# WHAT YOU NEED TO DO
Select every line of the material that contains the word "field", matching case exactly.

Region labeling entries
>>>>>

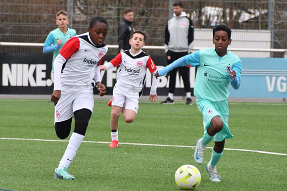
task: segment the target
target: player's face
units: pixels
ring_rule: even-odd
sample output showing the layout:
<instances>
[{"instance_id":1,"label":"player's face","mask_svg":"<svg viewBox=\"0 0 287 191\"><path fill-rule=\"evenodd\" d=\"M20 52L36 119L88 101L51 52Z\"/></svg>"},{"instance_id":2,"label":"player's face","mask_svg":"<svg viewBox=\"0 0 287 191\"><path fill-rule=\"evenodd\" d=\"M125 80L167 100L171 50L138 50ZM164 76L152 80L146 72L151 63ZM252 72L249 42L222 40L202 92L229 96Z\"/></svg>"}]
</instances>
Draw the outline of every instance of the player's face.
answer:
<instances>
[{"instance_id":1,"label":"player's face","mask_svg":"<svg viewBox=\"0 0 287 191\"><path fill-rule=\"evenodd\" d=\"M132 48L139 50L144 47L144 35L139 33L135 33L132 39L130 39L130 45L131 45Z\"/></svg>"},{"instance_id":2,"label":"player's face","mask_svg":"<svg viewBox=\"0 0 287 191\"><path fill-rule=\"evenodd\" d=\"M212 41L215 46L215 50L219 56L226 54L228 45L231 44L231 39L228 39L228 34L226 31L216 31Z\"/></svg>"},{"instance_id":3,"label":"player's face","mask_svg":"<svg viewBox=\"0 0 287 191\"><path fill-rule=\"evenodd\" d=\"M182 14L182 12L184 10L183 8L181 8L179 6L174 6L173 7L173 12L176 16L180 16Z\"/></svg>"},{"instance_id":4,"label":"player's face","mask_svg":"<svg viewBox=\"0 0 287 191\"><path fill-rule=\"evenodd\" d=\"M124 14L124 18L130 22L133 22L134 20L134 12L132 11Z\"/></svg>"},{"instance_id":5,"label":"player's face","mask_svg":"<svg viewBox=\"0 0 287 191\"><path fill-rule=\"evenodd\" d=\"M67 28L68 24L69 24L69 19L67 15L60 14L57 16L56 24L59 28Z\"/></svg>"},{"instance_id":6,"label":"player's face","mask_svg":"<svg viewBox=\"0 0 287 191\"><path fill-rule=\"evenodd\" d=\"M88 27L90 37L96 46L99 46L103 43L107 34L108 26L106 24L99 22L96 22L92 28Z\"/></svg>"}]
</instances>

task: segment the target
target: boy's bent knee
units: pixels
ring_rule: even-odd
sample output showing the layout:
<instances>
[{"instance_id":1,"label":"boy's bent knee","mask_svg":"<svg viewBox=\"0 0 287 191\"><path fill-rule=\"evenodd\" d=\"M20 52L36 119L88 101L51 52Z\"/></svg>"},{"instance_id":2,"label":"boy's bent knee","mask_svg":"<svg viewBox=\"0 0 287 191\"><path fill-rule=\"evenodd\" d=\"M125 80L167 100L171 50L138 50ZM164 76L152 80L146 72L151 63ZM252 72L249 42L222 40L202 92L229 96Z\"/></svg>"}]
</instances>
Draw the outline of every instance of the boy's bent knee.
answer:
<instances>
[{"instance_id":1,"label":"boy's bent knee","mask_svg":"<svg viewBox=\"0 0 287 191\"><path fill-rule=\"evenodd\" d=\"M61 139L67 138L71 131L72 118L66 121L55 123L55 131L57 137Z\"/></svg>"},{"instance_id":2,"label":"boy's bent knee","mask_svg":"<svg viewBox=\"0 0 287 191\"><path fill-rule=\"evenodd\" d=\"M126 122L127 123L131 123L134 121L135 119L132 118L128 117L128 118L124 118L124 120L125 120L125 122Z\"/></svg>"},{"instance_id":3,"label":"boy's bent knee","mask_svg":"<svg viewBox=\"0 0 287 191\"><path fill-rule=\"evenodd\" d=\"M223 127L223 122L219 116L215 116L211 120L211 124L214 130L217 132L222 130Z\"/></svg>"}]
</instances>

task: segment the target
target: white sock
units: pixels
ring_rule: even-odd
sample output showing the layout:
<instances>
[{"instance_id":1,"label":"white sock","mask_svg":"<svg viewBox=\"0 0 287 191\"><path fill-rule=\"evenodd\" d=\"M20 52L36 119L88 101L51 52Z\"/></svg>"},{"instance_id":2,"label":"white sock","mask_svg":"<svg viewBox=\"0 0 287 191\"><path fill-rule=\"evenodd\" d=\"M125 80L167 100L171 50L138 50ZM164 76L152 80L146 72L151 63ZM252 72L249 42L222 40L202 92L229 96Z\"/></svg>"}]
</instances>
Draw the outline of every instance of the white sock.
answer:
<instances>
[{"instance_id":1,"label":"white sock","mask_svg":"<svg viewBox=\"0 0 287 191\"><path fill-rule=\"evenodd\" d=\"M173 100L173 94L168 93L168 97L170 98L171 100Z\"/></svg>"},{"instance_id":2,"label":"white sock","mask_svg":"<svg viewBox=\"0 0 287 191\"><path fill-rule=\"evenodd\" d=\"M112 141L119 141L119 132L116 131L116 132L112 132L111 131L111 136L112 137Z\"/></svg>"},{"instance_id":3,"label":"white sock","mask_svg":"<svg viewBox=\"0 0 287 191\"><path fill-rule=\"evenodd\" d=\"M187 92L187 98L191 97L191 92Z\"/></svg>"},{"instance_id":4,"label":"white sock","mask_svg":"<svg viewBox=\"0 0 287 191\"><path fill-rule=\"evenodd\" d=\"M66 149L66 151L60 161L58 168L65 167L67 169L72 162L72 161L76 156L77 151L83 142L85 136L73 132L69 141L69 144Z\"/></svg>"}]
</instances>

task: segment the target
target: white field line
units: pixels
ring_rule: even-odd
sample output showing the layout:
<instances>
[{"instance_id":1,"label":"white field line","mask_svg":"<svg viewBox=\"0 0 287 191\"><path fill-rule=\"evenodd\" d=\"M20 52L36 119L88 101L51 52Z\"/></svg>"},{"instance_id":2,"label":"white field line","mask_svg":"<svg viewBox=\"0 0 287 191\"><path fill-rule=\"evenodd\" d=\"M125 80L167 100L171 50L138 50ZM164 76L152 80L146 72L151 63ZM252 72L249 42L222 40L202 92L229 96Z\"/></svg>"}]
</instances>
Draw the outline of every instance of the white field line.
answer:
<instances>
[{"instance_id":1,"label":"white field line","mask_svg":"<svg viewBox=\"0 0 287 191\"><path fill-rule=\"evenodd\" d=\"M38 102L48 102L48 99L0 99L0 101L38 101ZM95 100L95 102L108 102L108 100ZM153 102L151 102L150 101L146 101L146 100L140 100L140 102L142 103L152 103L154 104ZM157 100L157 102L159 102L160 101ZM186 101L182 100L182 101L176 101L176 104L186 104ZM196 106L196 103L195 101L193 102L193 103L194 105ZM52 104L51 103L51 104ZM229 101L228 104L230 105L239 105L239 104L248 104L248 105L287 105L287 103L276 103L276 102L244 102L244 101L239 101L239 102L233 102L233 101Z\"/></svg>"},{"instance_id":2,"label":"white field line","mask_svg":"<svg viewBox=\"0 0 287 191\"><path fill-rule=\"evenodd\" d=\"M46 142L69 142L69 141L68 141L68 140L45 140L45 139L5 138L0 138L0 140L34 141L43 141L43 142L46 141ZM110 143L110 142L85 141L83 141L83 143L104 143L104 144ZM135 143L119 143L119 144L131 144L131 145L144 145L144 146L168 146L168 147L190 147L190 148L192 148L192 149L194 149L195 147L195 146L184 146L184 145L168 145L168 144ZM212 148L212 147L207 147L207 148ZM260 153L263 153L263 154L287 156L287 153L280 153L278 152L267 152L267 151L261 151L261 150L253 150L242 149L239 149L239 148L224 148L224 150L237 150L237 151L239 151L258 152Z\"/></svg>"}]
</instances>

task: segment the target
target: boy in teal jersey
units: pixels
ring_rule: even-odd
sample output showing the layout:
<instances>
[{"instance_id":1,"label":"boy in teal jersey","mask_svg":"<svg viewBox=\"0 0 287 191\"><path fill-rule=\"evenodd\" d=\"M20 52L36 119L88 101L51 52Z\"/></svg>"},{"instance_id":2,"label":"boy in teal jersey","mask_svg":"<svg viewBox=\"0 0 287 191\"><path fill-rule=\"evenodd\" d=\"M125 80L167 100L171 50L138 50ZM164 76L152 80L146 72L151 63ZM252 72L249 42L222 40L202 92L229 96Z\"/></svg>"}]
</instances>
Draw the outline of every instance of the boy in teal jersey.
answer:
<instances>
[{"instance_id":1,"label":"boy in teal jersey","mask_svg":"<svg viewBox=\"0 0 287 191\"><path fill-rule=\"evenodd\" d=\"M52 63L52 72L54 73L54 60L65 43L72 37L77 35L76 31L68 28L68 13L61 10L56 14L56 24L58 28L50 32L43 48L44 53L54 52ZM53 46L51 46L53 45Z\"/></svg>"},{"instance_id":2,"label":"boy in teal jersey","mask_svg":"<svg viewBox=\"0 0 287 191\"><path fill-rule=\"evenodd\" d=\"M203 137L196 142L194 158L196 163L203 163L207 144L214 139L211 158L206 165L210 181L220 182L216 166L223 153L226 139L233 137L228 126L229 83L235 89L240 86L241 61L227 51L231 44L231 30L225 25L213 29L215 48L200 49L176 60L158 70L156 76L166 75L173 69L190 64L197 66L194 94L197 108L203 116Z\"/></svg>"}]
</instances>

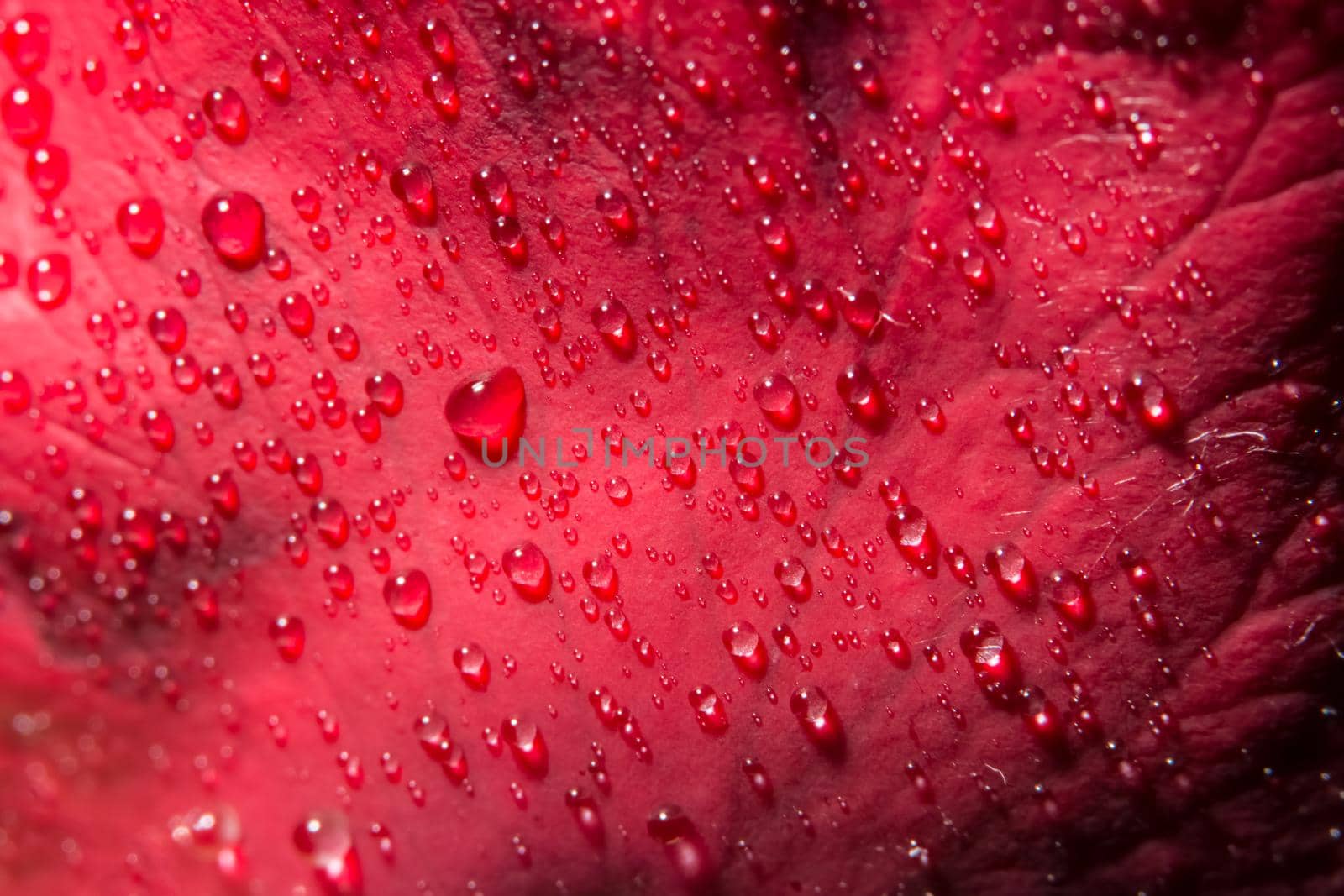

<<<<<

# THE ANSWER
target: white field line
[{"instance_id":1,"label":"white field line","mask_svg":"<svg viewBox=\"0 0 287 191\"><path fill-rule=\"evenodd\" d=\"M20 52L36 119L88 101L51 52Z\"/></svg>"},{"instance_id":2,"label":"white field line","mask_svg":"<svg viewBox=\"0 0 287 191\"><path fill-rule=\"evenodd\" d=\"M125 80L167 100L171 50L138 50ZM164 76L152 80L146 72L151 63ZM252 72L249 42L222 40L202 92L229 96Z\"/></svg>"}]
Draw the outline of every instance of the white field line.
[{"instance_id":1,"label":"white field line","mask_svg":"<svg viewBox=\"0 0 287 191\"><path fill-rule=\"evenodd\" d=\"M38 102L48 102L48 99L0 99L0 101L38 101ZM95 100L95 102L108 102L108 100ZM153 102L151 102L150 101L146 101L146 100L140 100L140 102L142 103L152 103L154 104ZM157 100L157 102L159 102L160 101ZM186 101L182 100L182 101L176 101L176 104L186 104ZM196 106L196 103L195 101L193 102L193 103L194 105ZM52 104L51 103L51 104ZM229 101L228 104L230 105L239 105L239 104L248 104L248 105L287 105L287 103L276 103L276 102L244 102L244 101L239 101L239 102L233 102L233 101Z\"/></svg>"},{"instance_id":2,"label":"white field line","mask_svg":"<svg viewBox=\"0 0 287 191\"><path fill-rule=\"evenodd\" d=\"M46 142L69 142L69 141L68 141L68 140L45 140L45 139L5 138L0 138L0 140L34 141L43 141L43 142L46 141ZM110 143L110 142L85 141L83 141L83 143L104 143L104 144ZM135 143L119 143L119 144L131 144L131 145L144 145L144 146L168 146L168 147L190 147L190 148L192 148L192 149L194 149L195 147L195 146L184 146L184 145L168 145L168 144ZM212 148L212 147L207 147L207 148ZM260 153L263 153L263 154L287 156L287 153L280 153L278 152L267 152L267 151L261 151L261 150L253 150L242 149L239 149L239 148L224 148L224 150L237 150L237 151L239 151L258 152Z\"/></svg>"}]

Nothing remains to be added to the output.